▶ _Source document_:
Record-breaking Stan Wawrinka battled through a five-set epic to reach the third round and extend his final Australian Open by another match.
The 40-year-old wildcard, who will be retiring at the end of the season, defeated the French qualifier Arthur Gea 3-6, 6-3, 3-6, 7-5, 7-6 (10-3) in four hours and 33 minutes – the longest match of the tournament so far. He became the second-oldest man to win a match at the Australian Open since it moved to Melbourne Park with a three-hour, 19-minute battle over Laslo Djere on Monday.
The Swiss, a three-time grand slam champion and former Australian Open winner, went the full distance, requiring a match tiebreak to defeat Gea on a raucous Kia Arena. According to Opta, it was the 49th five-set match of Wawrinka’s career at the grand slams, which moves him past compatriot Roger Federer for the most in the Open era.
He is also the oldest man to reach the third round of the Australian Open since the great Ken Rosewell in 1978, when he was 43.
“I’m exhausted!” Wawrinka told the crowd after his marathon effort. “As I told you, it’s my last Australian Open, so I’m trying to last as long as possible. Not only I have fun, but also you gave me so much energy. I’m not young anymore, so I need your energy. It’s an amazing feeling to be on this court, to have so much noise, so much support. I mean, I don’t know how I’m gonna recover, but I’m super happy.
“I’m always gonna fight. I’m always gonna leave everything on the court, always trying my best or trying to push myself and again, thank you so much for being here.”
Asked how he was going to recover for his third-round match, likely to be against ninth seed Taylor Fritz on Saturday, Wawrinka turned to an individual from the boisterous crowd and replied: “No idea, but I think at the beginning you drop a beer, so maybe I’m gonna pick up a beer.”

▶ _Material supplied_:
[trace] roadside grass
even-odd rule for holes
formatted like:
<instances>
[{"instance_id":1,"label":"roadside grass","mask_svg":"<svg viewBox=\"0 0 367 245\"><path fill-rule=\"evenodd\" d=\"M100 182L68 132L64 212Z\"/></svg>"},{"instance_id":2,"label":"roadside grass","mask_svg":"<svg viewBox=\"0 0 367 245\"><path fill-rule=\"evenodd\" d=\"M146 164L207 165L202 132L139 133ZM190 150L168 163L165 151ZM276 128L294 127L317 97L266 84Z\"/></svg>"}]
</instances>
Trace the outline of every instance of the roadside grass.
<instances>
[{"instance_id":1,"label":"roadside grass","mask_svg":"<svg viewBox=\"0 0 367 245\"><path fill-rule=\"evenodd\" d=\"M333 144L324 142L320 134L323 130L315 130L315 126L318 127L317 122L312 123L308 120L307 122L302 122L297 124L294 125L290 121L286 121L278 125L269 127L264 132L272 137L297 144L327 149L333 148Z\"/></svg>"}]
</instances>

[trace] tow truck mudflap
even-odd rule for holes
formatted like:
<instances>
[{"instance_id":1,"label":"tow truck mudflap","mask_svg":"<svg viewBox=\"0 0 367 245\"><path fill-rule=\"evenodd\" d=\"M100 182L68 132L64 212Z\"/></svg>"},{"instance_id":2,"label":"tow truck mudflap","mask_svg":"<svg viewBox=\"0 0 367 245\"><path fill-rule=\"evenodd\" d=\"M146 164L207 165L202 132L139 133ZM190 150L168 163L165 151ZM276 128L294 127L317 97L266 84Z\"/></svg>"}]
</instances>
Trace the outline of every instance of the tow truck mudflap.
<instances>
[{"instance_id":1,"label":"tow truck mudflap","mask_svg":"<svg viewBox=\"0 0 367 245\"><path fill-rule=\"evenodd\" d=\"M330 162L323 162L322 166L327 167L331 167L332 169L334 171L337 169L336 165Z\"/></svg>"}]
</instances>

▶ _Required action 1_:
Answer these questions from the Wawrinka article:
(a) How long did the match against Arthur Gea last?
(b) Whom did Wawrinka move past for the most five-set grand slam matches in the Open era?
(c) Who is likely to be his third-round opponent?
▶ _Required action 2_:
Can you return everything in the Wawrinka article from "The 40-year-old wildcard, who" down to "Djere on Monday.", copied word for word?
The lines above are separate material, unrelated to the Wawrinka article.

▶ _Exercise output 1_:
(a) Four hours and 33 minutes.
(b) Roger Federer.
(c) Ninth seed Taylor Fritz.

▶ _Exercise output 2_:
The 40-year-old wildcard, who will be retiring at the end of the season, defeated the French qualifier Arthur Gea 3-6, 6-3, 3-6, 7-5, 7-6 (10-3) in four hours and 33 minutes – the longest match of the tournament so far. He became the second-oldest man to win a match at the Australian Open since it moved to Melbourne Park with a three-hour, 19-minute battle over Laslo Djere on Monday.